■ Provided records
═══

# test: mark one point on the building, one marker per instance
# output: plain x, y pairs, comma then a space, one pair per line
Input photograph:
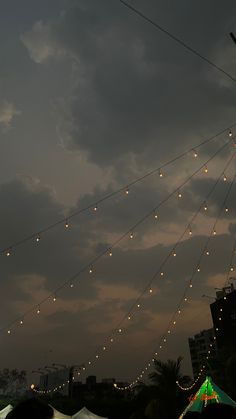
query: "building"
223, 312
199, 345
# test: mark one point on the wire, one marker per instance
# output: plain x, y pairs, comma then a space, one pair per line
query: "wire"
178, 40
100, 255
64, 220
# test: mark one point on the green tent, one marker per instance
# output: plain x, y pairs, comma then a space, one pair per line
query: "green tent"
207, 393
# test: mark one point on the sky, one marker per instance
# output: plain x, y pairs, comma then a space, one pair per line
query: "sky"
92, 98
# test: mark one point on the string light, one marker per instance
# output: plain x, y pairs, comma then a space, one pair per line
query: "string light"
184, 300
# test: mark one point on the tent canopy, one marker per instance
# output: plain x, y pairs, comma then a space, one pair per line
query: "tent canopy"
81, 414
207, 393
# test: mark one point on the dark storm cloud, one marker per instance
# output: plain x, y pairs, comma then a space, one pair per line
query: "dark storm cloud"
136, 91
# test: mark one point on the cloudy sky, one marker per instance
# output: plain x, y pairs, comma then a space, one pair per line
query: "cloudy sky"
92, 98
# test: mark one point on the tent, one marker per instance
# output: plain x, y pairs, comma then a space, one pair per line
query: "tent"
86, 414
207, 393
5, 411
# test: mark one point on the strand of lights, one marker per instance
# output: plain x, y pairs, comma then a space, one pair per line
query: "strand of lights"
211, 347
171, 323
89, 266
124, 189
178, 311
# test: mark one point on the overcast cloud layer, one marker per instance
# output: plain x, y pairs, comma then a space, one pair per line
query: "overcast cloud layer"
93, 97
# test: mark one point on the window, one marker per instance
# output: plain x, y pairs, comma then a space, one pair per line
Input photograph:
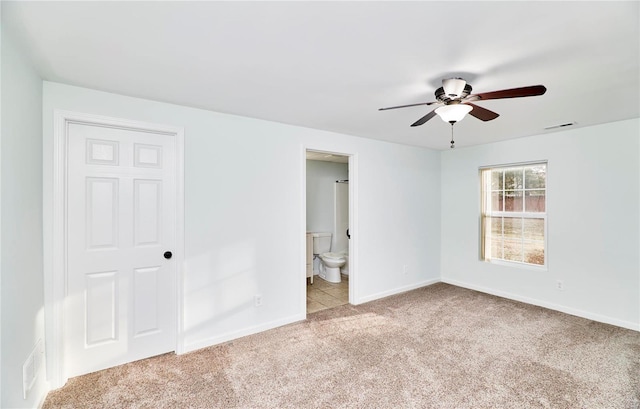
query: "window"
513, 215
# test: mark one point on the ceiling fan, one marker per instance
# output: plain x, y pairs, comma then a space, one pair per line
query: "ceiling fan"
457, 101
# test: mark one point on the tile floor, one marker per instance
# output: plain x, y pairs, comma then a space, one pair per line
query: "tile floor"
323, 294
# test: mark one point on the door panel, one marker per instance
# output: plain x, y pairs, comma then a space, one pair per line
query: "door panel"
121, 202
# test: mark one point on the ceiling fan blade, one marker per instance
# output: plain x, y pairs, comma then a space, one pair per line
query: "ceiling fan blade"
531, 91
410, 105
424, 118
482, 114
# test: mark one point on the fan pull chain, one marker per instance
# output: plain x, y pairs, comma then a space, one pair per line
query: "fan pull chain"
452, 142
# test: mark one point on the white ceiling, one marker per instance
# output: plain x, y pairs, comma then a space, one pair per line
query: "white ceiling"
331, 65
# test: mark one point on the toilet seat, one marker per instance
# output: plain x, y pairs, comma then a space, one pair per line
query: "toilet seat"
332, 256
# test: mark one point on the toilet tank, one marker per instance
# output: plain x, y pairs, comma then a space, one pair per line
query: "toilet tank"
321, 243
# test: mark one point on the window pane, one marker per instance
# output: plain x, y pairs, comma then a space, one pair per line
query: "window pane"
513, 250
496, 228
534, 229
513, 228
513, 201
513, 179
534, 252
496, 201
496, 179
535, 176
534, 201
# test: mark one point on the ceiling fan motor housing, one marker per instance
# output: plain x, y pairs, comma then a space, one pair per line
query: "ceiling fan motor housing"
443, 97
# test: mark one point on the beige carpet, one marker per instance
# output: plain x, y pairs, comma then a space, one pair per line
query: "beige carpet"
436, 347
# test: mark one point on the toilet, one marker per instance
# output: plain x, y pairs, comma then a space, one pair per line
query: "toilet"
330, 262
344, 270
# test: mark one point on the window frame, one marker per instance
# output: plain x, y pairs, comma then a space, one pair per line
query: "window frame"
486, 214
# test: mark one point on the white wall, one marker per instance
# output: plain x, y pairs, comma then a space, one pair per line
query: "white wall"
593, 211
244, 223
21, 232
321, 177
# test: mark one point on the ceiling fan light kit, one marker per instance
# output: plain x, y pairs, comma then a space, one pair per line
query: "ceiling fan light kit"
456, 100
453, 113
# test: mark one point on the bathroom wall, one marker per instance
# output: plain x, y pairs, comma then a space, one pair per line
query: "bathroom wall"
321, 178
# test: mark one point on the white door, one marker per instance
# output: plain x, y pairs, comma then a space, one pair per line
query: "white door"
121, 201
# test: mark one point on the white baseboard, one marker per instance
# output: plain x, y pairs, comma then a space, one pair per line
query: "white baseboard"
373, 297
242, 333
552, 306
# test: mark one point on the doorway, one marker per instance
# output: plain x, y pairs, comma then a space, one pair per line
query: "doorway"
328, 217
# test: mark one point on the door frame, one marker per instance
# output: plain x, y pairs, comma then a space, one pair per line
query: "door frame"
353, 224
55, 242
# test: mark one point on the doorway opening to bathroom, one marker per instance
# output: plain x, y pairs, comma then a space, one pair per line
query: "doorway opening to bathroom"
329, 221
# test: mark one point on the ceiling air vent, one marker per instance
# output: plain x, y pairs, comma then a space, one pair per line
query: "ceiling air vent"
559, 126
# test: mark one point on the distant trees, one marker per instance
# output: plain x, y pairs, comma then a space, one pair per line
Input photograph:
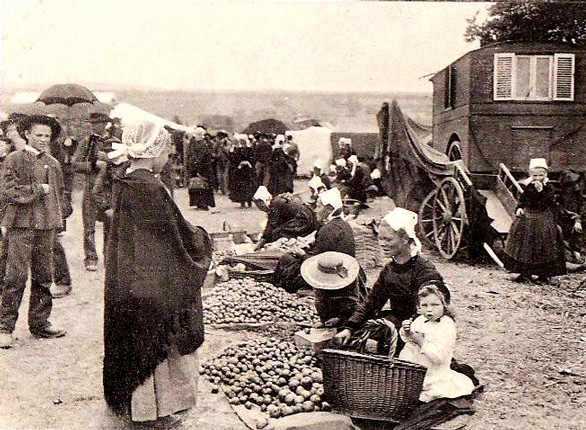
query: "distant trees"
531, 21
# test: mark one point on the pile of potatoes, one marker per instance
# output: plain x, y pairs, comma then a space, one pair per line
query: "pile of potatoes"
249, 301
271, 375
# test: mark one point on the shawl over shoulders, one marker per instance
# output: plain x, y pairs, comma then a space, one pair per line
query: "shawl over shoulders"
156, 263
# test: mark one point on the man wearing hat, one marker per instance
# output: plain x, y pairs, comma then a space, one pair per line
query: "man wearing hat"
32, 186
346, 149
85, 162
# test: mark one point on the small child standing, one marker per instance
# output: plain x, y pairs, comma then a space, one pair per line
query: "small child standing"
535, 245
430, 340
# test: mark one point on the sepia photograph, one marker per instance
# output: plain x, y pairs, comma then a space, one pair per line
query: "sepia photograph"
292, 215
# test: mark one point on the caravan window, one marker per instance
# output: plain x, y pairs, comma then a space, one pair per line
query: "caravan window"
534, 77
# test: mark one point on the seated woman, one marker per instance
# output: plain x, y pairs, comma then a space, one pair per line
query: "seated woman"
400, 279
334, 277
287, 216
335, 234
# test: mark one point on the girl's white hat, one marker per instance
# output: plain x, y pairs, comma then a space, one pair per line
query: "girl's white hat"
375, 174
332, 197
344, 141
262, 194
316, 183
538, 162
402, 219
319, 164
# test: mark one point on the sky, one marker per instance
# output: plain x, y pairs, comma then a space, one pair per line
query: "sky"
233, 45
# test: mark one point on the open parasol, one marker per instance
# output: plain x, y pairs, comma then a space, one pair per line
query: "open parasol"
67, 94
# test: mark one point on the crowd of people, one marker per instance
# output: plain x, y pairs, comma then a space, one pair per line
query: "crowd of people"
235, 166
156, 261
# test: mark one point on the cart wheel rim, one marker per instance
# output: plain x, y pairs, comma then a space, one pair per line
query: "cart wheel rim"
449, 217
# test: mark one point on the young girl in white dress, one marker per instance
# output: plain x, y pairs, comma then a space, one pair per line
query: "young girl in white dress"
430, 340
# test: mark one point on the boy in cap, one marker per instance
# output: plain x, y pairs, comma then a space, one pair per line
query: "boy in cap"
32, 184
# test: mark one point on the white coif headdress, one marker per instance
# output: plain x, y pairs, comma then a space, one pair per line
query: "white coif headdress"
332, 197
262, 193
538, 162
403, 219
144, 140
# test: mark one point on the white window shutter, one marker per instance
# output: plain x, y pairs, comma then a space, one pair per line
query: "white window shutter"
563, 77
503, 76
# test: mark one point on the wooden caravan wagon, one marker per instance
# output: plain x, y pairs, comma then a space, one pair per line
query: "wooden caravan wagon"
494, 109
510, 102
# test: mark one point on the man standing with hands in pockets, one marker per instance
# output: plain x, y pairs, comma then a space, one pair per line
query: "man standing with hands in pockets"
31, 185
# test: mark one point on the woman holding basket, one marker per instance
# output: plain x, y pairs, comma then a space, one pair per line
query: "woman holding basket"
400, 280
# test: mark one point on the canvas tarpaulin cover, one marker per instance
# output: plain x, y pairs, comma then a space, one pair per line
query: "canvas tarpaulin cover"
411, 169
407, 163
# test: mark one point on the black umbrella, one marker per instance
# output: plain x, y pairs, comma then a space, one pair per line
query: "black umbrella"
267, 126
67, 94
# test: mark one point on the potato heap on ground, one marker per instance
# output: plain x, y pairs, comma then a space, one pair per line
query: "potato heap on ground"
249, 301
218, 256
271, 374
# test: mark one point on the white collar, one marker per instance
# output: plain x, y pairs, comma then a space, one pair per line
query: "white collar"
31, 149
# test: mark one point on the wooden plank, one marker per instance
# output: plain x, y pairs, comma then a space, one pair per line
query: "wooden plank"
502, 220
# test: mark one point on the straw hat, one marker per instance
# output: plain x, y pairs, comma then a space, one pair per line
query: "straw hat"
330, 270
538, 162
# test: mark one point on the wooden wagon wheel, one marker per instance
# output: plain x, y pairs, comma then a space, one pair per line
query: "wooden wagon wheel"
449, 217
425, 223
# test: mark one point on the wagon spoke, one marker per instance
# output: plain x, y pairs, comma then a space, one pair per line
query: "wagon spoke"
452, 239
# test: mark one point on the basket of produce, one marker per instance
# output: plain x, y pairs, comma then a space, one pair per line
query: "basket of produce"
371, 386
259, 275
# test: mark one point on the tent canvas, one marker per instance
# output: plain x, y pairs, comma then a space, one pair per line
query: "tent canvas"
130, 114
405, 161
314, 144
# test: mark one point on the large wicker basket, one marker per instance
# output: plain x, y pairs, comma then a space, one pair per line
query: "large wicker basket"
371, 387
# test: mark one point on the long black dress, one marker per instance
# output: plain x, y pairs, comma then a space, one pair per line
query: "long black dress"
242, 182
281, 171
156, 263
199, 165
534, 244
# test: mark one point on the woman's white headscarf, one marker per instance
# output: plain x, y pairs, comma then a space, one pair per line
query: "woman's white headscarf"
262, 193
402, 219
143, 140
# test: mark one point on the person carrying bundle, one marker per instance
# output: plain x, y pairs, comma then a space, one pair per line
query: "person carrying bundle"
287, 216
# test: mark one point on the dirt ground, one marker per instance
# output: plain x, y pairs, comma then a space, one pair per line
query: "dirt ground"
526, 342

═══

■ Prompt
The reply must hold exactly the lines from the one containing "# test: mark one point on the dirt" to the last line of the entries, and nothing more.

■ Problem solution
# test: mark one point on the dirt ground, one marker per instance
# output: plain x, y pairs, comma then a space, one pair per line
query: "dirt ground"
526, 342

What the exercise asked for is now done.